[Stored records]
* * * * * * * * *

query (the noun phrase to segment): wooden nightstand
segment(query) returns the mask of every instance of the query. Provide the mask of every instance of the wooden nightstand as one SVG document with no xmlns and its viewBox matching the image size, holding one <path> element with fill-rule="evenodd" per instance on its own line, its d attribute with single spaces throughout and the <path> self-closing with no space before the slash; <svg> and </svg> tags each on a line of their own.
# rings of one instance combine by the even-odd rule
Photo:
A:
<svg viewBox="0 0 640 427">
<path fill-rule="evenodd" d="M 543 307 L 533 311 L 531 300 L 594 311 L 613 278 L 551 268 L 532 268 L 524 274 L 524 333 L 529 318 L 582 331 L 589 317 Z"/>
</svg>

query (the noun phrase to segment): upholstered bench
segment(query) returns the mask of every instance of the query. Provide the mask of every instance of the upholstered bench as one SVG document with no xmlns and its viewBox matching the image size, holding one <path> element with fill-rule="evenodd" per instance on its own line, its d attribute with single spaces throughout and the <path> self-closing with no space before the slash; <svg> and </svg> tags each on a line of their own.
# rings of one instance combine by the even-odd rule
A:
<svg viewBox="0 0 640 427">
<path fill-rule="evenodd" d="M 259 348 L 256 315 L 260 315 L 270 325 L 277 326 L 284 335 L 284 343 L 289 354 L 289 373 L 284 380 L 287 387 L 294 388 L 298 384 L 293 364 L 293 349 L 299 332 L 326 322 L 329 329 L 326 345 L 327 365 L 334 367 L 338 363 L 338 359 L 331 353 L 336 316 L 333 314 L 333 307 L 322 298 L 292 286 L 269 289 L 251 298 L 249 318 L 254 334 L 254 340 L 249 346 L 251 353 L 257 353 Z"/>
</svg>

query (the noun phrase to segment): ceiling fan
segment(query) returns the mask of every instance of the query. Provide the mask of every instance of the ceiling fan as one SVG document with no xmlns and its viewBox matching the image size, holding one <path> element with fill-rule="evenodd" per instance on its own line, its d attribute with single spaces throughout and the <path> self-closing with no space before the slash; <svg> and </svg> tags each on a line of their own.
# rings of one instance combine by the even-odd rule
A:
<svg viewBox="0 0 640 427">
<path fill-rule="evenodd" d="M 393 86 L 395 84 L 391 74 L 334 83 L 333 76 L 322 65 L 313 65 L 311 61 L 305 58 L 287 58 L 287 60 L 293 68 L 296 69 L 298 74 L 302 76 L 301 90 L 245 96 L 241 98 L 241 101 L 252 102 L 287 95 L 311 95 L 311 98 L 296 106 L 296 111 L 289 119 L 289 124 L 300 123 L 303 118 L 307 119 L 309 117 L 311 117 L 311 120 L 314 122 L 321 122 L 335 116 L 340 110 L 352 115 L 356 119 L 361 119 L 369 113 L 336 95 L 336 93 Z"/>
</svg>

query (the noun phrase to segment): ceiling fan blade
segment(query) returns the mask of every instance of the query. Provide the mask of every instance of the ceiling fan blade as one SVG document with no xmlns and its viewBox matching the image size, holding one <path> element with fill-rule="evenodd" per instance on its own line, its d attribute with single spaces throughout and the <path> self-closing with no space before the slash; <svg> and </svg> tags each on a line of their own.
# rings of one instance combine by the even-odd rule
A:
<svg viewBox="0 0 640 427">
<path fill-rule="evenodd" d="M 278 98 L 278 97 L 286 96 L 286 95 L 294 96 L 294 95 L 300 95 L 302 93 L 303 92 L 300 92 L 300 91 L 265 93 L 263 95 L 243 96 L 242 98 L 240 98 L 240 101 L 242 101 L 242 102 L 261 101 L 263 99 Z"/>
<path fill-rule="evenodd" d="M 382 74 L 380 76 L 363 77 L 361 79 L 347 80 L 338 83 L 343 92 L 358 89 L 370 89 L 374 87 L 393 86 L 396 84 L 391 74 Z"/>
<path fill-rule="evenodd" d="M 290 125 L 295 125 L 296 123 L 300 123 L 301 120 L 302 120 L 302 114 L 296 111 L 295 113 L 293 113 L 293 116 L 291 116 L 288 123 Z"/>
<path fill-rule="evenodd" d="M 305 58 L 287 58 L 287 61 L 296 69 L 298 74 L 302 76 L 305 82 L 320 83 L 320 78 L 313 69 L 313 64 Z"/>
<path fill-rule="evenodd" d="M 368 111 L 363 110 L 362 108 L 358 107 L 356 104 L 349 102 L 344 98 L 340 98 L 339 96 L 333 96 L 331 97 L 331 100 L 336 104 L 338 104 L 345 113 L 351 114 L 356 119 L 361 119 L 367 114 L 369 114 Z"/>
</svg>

* * * * * * * * *

Reproduce every line in the data that has the word "blade" in it.

**Solved problem**
query (the noun phrase to segment): ceiling fan blade
segment(query) returns the mask of every instance of the query. Provide the mask of every instance of the ceiling fan blade as one SVG document with no xmlns and its viewBox matching the image size, holding one <path> element with fill-rule="evenodd" per instance on its own line, its d attribute with single spaces throughout and the <path> self-closing with no space before the slash; <svg> and </svg> tags each on a line of their own.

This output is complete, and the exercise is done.